Tasks to perform
a - Could you transcribe the Org Mode text, everything from "Another tool I've" down to "track of things."?
b - How would you render this sentence from the Org Mode text in Spanish: "Org Mode can live with me and I don't have to give it up when I change jobs."

Quoted passage
□ □ □ □
Emacs is a very extensible text editor. It has a turing-complete scripting language called Emacs Lisp at its core and you can build out just about anything you want with it. As such, many packages have been developed. One of the bigger and more common packages is Org Mode. It is an Emacs major mode that helps you keep track of notes, todo lists, timekeeping, literate programming, computational notebooks and more. I have used Org Mode for many years in the past and I have no doubt that without it I would probably have been fired at least twice.

One of the main philosophies is that Org Mode is text at its core. The whole user experience is built around text and uses Emacs commands to help you manipulate text. Here's an example Org Mode file like I used to use for task management:

#+TITLE: June 2021

* June 10, 2021

** SRE
*** TODO put out the fire in prod before customers notice
Oh god, it's a doozy. The database server takes too long to run queries only
sometimes on Thursdays. Why thursday? No idea. It just happens. Very
frustrating. I wonder if God is cursing me.

** Devel
*** DONE Implement the core of flopnax for abstract rilkefs
    CLOSED: [2021-06-10 Thu 16:20]
*** TODO write documentation for flopnax before it is shipped

** Overhead
*** DONE ENG meeting
    CLOSED: [2021-06-10 Thu 15:00]
*** TODO Assist Jessie with the finer points of Rust
**** References vs Values
**** Lifetimes
Programming in Rust is the adventure of a lifetime!

** Personal
*** DONE Morning meds
    CLOSED: [2021-06-10 Thu 09:04]
*** TODO Evening meds
*** TODO grocery run

Org Mode used to be a core part of my workflow and life. It was everpresent and used to keep track of everything. I would even track usage of certain recreational substances in Org Mode with a snippet of Emacs Lisp to do some basic analytics on usage frequency. Org Mode can live with me and I don't have to give it up when I change jobs.

I got out of the habit a while ago and it's been really hard to go back into the habit. I still suggest Org Mode to people, but it's no longer the thing that I use day to day. It also is hard to use from my tablet (iPad) and my phone (iPhone). It also tends to vanish when you close the window, and when you have object permanence issues that tends to make things hard.

Cadey is coffee
<Cadey> I could probably set up something with one of those fancy org-mode frontends served over HTTP, but that would probably end up being more effort than it's worth for me

Another tool I've used for this is my employer's task management tool of choice. At past jobs this has ranged from GitHub to Jira. This is a solid choice. It keeps everything organized and referenced with other people. I don't have to do manual or automated synchronization of information into that ticket tracking system to be sure other people are updated. However, you inherit a lot of the inertia of how the ticket tracking system of choice is used. At a past job there were unironically 17 different states that a ticket could be in. Most of them were never used and didn't matter, yet they could not be removed lest it break the entire process that the product team used to keep track of things.
□ □ □ □
Information shown
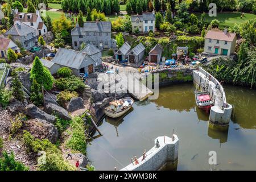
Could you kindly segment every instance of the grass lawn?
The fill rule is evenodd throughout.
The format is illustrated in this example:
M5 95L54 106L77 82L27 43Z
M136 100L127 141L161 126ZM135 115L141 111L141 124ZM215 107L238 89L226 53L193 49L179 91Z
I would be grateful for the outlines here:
□ □ □ □
Answer section
a -
Another tool I've used for this is my employer's task management tool of choice. At past jobs this has ranged from GitHub to Jira. This is a solid choice. It keeps everything organized and referenced with other people. I don't have to do manual or automated synchronization of information into that ticket tracking system to be sure other people are updated. However, you inherit a lot of the inertia of how the ticket tracking system of choice is used. At a past job there were unironically 17 different states that a ticket could be in. Most of them were never used and didn't matter, yet they could not be removed lest it break the entire process that the product team used to keep track of things.

b - Org Mode puede vivir conmigo y no tengo que renunciar a él cuando cambio de trabajo.